Arahan Singkat A:
Berdasarkan kisah Hafshah binti Umar, jelaskan mengapa Umar R.A memutuskan untuk mencarikan suami bagi putrinya.
Arahan Singkat B:
Tuliskan ulang tanpa perubahan bagian kisah Hafshah binti Umar yang dimulai dengan "Dari Bani Sahm" dan berlanjut hingga "bin al-Khathab R.A.".

Bagian Dokumen:

# # #

KISAH PARA SHAHABIYAH RASULULLAH SAW : HAFSHAH BINTI UMAR R.A

 

HAFSHAH BINTI UMAR R.A Wanita Yang Gemar Berpuasa Dan Shalat


Dari Bani Sahm yang ikut serta dalam perang Badar hanyalah seorang sahabat yang mulia, Khunais bin Hadzafah bin Qais bin Adi as-Sahmi al-Qurasyi. Dia termasuk orang yang berhijrah dua kali, pertama berhijrah ke Habasyah bersama orang-orang Muhajirin angkatan pertama kesana, kemudian ke Madinah. Ikut serta dalam perang Uhud kemudian sesudahnya dia Wafat di Darul Hijrah ( Madinah ) karena luka yang dia dapatkan dalam perang Uhud, dia meninggalkan istrinya, Hafshah binti Umar bin al-Khathab R.A.


Umar sangat sedih atas nasib putrinya yang menjanda dalam usia muda, 18 Tahun. Umar R.A semakin prihatin melihat kejandaan memakan masa mudanya, menghisap semangatnya mencekik keceriaannya. Sesudah pertimbangan Panjang Umar R.A memutuskan untuk mencarikan suami pada putrinya. Umar R.A mendatangin Abu Bakar R.A dan menawarkannya namun Abu Bakar R.A tidak menjawab apapun, lalu Umar R.A menawarkannya kepada Utsaman bin Affan R.A dan dia menjawab, “Sepertinya Aku Belum Hendak Menikah Hari Ini.” Umar R.A menyimpan kejengkelan terhadap keduanya, maka Beliau mengadukan keadaannya kepada Rasulullah SAW, maka beliau bersabda,

 

“Yang Menikahi Hafshah adalah orang yang lebih baik dari pada Utsman dan Utsman sendiri menikahi orang yang lebih baik dari Hafsah.” (H.R. al-Bukhari, no.5122)

# # #

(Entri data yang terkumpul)
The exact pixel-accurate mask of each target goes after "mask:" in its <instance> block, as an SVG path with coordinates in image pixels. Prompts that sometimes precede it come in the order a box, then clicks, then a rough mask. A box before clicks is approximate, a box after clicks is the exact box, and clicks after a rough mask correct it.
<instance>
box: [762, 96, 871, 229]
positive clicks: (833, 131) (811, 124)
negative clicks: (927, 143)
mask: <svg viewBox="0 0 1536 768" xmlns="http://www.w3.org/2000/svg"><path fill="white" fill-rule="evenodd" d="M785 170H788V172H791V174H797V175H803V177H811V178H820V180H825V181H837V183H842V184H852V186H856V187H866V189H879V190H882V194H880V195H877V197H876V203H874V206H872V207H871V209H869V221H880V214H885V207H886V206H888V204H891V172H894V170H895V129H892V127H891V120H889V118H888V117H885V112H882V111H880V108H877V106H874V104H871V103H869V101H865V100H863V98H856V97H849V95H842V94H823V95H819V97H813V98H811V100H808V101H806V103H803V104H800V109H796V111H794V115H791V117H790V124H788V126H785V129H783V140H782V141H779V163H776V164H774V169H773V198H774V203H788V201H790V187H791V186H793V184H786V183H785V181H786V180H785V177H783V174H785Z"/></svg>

# # #

Penyelesaian Soal A:
Umar R.A sangat sedih karena putrinya menjanda pada usia muda, yaitu 18 tahun. Ia semakin prihatin melihat kejandaan itu memakan masa muda Hafshah, menghisap semangatnya, dan mencekik keceriaannya. Karena itu, setelah pertimbangan panjang, ia memutuskan mencarikan suami untuknya.

Penyelesaian Soal B:
Dari Bani Sahm yang ikut serta dalam perang Badar hanyalah seorang sahabat yang mulia, Khunais bin Hadzafah bin Qais bin Adi as-Sahmi al-Qurasyi. Dia termasuk orang yang berhijrah dua kali, pertama berhijrah ke Habasyah bersama orang-orang Muhajirin angkatan pertama kesana, kemudian ke Madinah. Ikut serta dalam perang Uhud kemudian sesudahnya dia Wafat di Darul Hijrah ( Madinah ) karena luka yang dia dapatkan dalam perang Uhud, dia meninggalkan istrinya, Hafshah binti Umar bin al-Khathab R.A.